_Your objective:_
Rewrite the records below, changing "rough mask" to "coarse mask" everywhere it occurs and leaving everything else unchanged.

--- Source information Enclosed Below ---

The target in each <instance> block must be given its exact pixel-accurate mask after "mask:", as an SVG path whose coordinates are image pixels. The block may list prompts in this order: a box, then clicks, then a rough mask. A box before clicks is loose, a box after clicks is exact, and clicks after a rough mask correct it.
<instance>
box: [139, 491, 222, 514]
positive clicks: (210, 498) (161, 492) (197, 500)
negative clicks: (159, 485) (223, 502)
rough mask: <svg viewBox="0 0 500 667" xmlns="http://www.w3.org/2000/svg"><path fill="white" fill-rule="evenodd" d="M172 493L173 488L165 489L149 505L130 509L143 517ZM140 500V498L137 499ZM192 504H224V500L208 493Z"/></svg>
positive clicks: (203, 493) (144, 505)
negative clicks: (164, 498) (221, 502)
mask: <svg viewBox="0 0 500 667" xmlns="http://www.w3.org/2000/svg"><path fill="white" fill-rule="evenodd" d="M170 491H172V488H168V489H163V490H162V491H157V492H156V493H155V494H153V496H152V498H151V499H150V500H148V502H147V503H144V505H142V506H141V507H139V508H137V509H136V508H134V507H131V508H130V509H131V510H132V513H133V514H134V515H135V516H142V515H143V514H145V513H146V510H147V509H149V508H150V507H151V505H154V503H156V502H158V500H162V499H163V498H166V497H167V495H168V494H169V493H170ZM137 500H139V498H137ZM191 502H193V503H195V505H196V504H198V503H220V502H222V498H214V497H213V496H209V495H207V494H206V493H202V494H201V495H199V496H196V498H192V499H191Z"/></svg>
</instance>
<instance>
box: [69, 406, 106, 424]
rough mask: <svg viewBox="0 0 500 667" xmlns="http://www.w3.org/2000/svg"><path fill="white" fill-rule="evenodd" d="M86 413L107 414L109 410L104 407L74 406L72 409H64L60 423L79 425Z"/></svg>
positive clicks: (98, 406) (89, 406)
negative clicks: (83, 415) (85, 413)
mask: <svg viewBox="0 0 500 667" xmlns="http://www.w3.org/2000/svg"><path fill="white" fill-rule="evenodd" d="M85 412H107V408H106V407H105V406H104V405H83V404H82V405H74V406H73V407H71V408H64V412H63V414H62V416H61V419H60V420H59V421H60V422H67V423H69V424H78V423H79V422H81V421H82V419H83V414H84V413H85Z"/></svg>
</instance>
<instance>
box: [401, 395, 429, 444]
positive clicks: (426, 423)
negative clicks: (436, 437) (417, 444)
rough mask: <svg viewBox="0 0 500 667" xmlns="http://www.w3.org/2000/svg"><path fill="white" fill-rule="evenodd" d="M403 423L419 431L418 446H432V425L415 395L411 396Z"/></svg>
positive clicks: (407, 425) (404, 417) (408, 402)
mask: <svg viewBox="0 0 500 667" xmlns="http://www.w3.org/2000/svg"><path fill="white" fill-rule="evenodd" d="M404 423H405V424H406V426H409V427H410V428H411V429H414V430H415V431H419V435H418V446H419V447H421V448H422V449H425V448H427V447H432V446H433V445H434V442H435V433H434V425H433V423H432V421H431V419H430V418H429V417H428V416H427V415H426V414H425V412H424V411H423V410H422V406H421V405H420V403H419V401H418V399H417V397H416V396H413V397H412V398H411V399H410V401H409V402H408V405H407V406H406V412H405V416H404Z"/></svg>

--- End of Enclosed Source information ---

_Result of the task:_
The target in each <instance> block must be given its exact pixel-accurate mask after "mask:", as an SVG path whose coordinates are image pixels. The block may list prompts in this order: a box, then clicks, then a coarse mask. A box before clicks is loose, a box after clicks is exact, and clicks after a coarse mask correct it.
<instance>
box: [139, 491, 222, 514]
positive clicks: (210, 498) (161, 492) (197, 500)
negative clicks: (159, 485) (223, 502)
coarse mask: <svg viewBox="0 0 500 667" xmlns="http://www.w3.org/2000/svg"><path fill="white" fill-rule="evenodd" d="M172 493L173 488L165 489L149 505L130 509L143 517ZM140 500V498L137 499ZM192 504H224V500L208 493Z"/></svg>
positive clicks: (203, 493) (144, 505)
negative clicks: (164, 498) (221, 502)
mask: <svg viewBox="0 0 500 667" xmlns="http://www.w3.org/2000/svg"><path fill="white" fill-rule="evenodd" d="M170 491H172V488H168V489H163V490H162V491H157V492H156V493H155V494H153V496H152V498H151V499H150V500H148V502H147V503H144V505H142V506H141V507H139V508H137V509H136V508H134V507H131V508H130V509H131V510H132V513H133V514H134V515H135V516H142V515H143V514H145V513H146V510H147V509H149V508H150V507H151V505H154V503H156V502H158V500H162V499H163V498H166V497H167V495H168V494H169V493H170ZM137 500H139V498H137ZM191 502H193V503H195V505H196V504H198V503H220V502H222V498H214V497H213V496H209V495H207V494H206V493H202V494H201V495H199V496H196V498H192V499H191Z"/></svg>
</instance>
<instance>
box: [69, 406, 106, 424]
coarse mask: <svg viewBox="0 0 500 667" xmlns="http://www.w3.org/2000/svg"><path fill="white" fill-rule="evenodd" d="M86 413L107 414L109 410L104 407L74 406L72 409H64L60 423L79 425Z"/></svg>
positive clicks: (98, 406) (89, 406)
negative clicks: (83, 415) (85, 413)
mask: <svg viewBox="0 0 500 667" xmlns="http://www.w3.org/2000/svg"><path fill="white" fill-rule="evenodd" d="M85 412H107V408H106V407H105V406H104V405H83V404H82V405H74V406H73V407H71V408H64V412H63V414H62V416H61V419H60V420H59V421H60V422H67V423H69V424H78V423H79V422H81V421H82V419H83V414H84V413H85Z"/></svg>
</instance>
<instance>
box: [401, 395, 429, 444]
positive clicks: (426, 423)
negative clicks: (436, 437) (417, 444)
coarse mask: <svg viewBox="0 0 500 667" xmlns="http://www.w3.org/2000/svg"><path fill="white" fill-rule="evenodd" d="M403 423L419 431L418 446H432V425L415 395L411 396Z"/></svg>
positive clicks: (407, 425) (404, 417) (408, 402)
mask: <svg viewBox="0 0 500 667" xmlns="http://www.w3.org/2000/svg"><path fill="white" fill-rule="evenodd" d="M404 423H405V424H406V426H409V427H410V428H411V429H414V430H415V431H419V435H418V446H419V447H421V448H422V449H425V448H427V447H432V446H433V445H434V442H435V433H434V425H433V423H432V421H431V419H430V418H429V417H428V416H427V415H426V414H425V412H424V411H423V410H422V406H421V405H420V403H419V401H418V399H417V397H416V396H413V397H412V398H411V399H410V401H409V402H408V405H407V406H406V412H405V416H404Z"/></svg>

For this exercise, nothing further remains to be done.